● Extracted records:
______
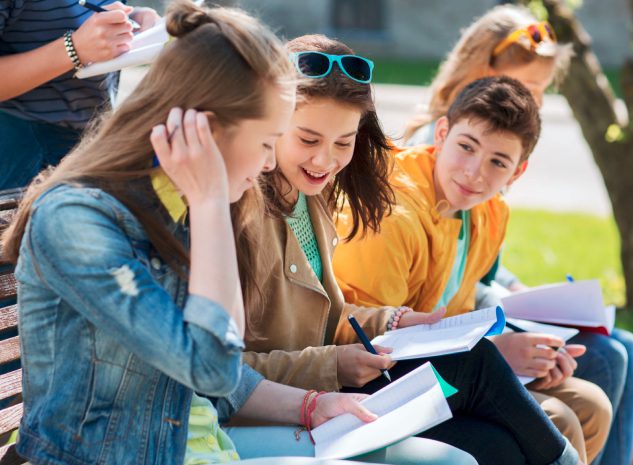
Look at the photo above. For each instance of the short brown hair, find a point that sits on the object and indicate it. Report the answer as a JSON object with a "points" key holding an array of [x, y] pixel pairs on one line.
{"points": [[504, 104]]}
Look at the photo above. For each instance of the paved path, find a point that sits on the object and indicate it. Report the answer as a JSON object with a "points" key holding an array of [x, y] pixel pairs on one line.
{"points": [[562, 175]]}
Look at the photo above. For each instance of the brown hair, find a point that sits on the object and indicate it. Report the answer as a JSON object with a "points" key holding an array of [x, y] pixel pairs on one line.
{"points": [[364, 183], [222, 61], [471, 59], [504, 105]]}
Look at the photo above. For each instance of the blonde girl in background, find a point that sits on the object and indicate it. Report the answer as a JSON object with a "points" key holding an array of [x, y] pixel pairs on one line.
{"points": [[508, 40]]}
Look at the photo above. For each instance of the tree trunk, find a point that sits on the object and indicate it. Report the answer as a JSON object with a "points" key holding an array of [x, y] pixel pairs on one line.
{"points": [[590, 97]]}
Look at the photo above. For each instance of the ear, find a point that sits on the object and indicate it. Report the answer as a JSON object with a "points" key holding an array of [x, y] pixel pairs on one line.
{"points": [[518, 172], [213, 122], [441, 131]]}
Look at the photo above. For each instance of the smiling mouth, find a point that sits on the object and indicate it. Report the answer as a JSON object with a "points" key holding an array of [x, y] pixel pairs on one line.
{"points": [[314, 176], [466, 190]]}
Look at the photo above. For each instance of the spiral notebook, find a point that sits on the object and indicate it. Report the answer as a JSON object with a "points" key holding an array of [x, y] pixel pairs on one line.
{"points": [[406, 407]]}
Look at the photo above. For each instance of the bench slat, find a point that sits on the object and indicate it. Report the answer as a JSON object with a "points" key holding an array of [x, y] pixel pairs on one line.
{"points": [[8, 456], [8, 317], [8, 285], [10, 418], [10, 384], [9, 350]]}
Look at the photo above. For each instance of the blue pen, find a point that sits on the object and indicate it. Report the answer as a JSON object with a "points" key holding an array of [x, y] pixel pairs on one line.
{"points": [[365, 341], [98, 9]]}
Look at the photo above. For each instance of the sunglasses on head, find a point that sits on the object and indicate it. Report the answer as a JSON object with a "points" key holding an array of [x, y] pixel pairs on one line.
{"points": [[317, 65], [537, 34]]}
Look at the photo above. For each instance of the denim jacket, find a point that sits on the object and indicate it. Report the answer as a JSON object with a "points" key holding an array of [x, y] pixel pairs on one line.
{"points": [[112, 344]]}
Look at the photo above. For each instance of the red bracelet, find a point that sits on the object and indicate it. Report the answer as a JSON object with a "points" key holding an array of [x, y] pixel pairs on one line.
{"points": [[304, 406], [311, 409]]}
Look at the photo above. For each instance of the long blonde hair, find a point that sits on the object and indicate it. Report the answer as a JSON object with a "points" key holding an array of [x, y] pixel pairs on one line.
{"points": [[222, 61], [471, 59]]}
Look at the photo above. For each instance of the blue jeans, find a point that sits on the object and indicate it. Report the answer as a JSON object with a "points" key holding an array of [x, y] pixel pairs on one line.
{"points": [[279, 441], [609, 364], [27, 147], [495, 419]]}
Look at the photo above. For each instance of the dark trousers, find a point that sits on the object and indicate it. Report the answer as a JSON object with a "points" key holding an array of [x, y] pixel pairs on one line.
{"points": [[27, 147], [495, 419]]}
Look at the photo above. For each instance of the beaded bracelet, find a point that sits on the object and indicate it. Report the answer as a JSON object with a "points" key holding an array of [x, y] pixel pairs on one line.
{"points": [[70, 50], [394, 319]]}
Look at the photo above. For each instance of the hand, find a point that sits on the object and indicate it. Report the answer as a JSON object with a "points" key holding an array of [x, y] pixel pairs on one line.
{"points": [[529, 354], [104, 35], [565, 367], [421, 318], [146, 17], [333, 404], [356, 367], [188, 154]]}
______
● Exercise requirements: Extract, exactly as they appear, the lines from the one containing "Look at the photo above. For each instance of the long" through the final line.

● The reply:
Look at the photo above. For each instance of the long blonde hair, find a point that sits on the object and indicate it. Report the answer as a JSON object with a "points" key holding an array of [x, y] pixel pairs on one line.
{"points": [[222, 61], [471, 59]]}
Look at the photo above. For each instance of the blue jeans, find a point that sits on the object and indicate it. Report the answer as a JSON object with a "points" key holding an array of [x, y] pixel pairs on one line.
{"points": [[279, 441], [609, 364], [27, 147], [495, 419]]}
Look at the photo above. For each instance of the dark trousers, find a point that sits on the object and indicate it. Report the answer as a JSON object with a "points" key holding an array of [x, y] pixel pairs on one line.
{"points": [[27, 147], [495, 419]]}
Look at the photo above. For each instance of the beaded bracelet, find a point that sits on the object and indicate it. Report the answer as a JSON object with a "points" key holding an array of [x, y] pixel pairs on one line.
{"points": [[70, 50], [394, 319]]}
Look at the photo above. For each instance of the hand, find a point that sits on the object and indicate it. Report the answer as a JSON object with a "points" key holding an array of [x, y] pixel pairs on one line.
{"points": [[529, 354], [104, 35], [565, 367], [421, 318], [146, 17], [333, 404], [356, 367], [188, 154]]}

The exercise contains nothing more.